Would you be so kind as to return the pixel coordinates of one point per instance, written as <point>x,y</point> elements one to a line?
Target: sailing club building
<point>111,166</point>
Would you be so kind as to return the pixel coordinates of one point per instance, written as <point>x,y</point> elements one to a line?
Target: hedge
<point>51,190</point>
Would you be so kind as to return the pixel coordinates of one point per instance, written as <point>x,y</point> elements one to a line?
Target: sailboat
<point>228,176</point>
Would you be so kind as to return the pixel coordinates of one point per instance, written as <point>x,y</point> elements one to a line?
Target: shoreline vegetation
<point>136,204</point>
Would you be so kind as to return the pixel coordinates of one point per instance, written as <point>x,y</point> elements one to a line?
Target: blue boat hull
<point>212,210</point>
------------------------------------------------
* [Problem details]:
Rewrite all the material above, swapping "Target" for "Label" everywhere it occurs and leaving everything else as it is.

* [Solution for this task]:
Would you be so kind as to return the pixel coordinates of one point per instance, written as <point>x,y</point> elements one to a line?
Label: sailing club building
<point>111,166</point>
Would you be so kind as to return the pixel coordinates of one point per instance, written as <point>x,y</point> elements one to a line?
Label: hedge
<point>51,190</point>
Would you be so kind as to return the pixel coordinates of one point per instance, written as <point>x,y</point> elements one to a line?
Label: sailboat
<point>228,176</point>
Would you be so kind as to return the pixel coordinates of one point per instance, written as <point>x,y</point> elements one to a line?
Label: shoreline vegetation
<point>136,204</point>
Would you be so kind as to return the pixel coordinates of one point per instance, written as <point>x,y</point> elements one to a line?
Label: blue boat hull
<point>212,210</point>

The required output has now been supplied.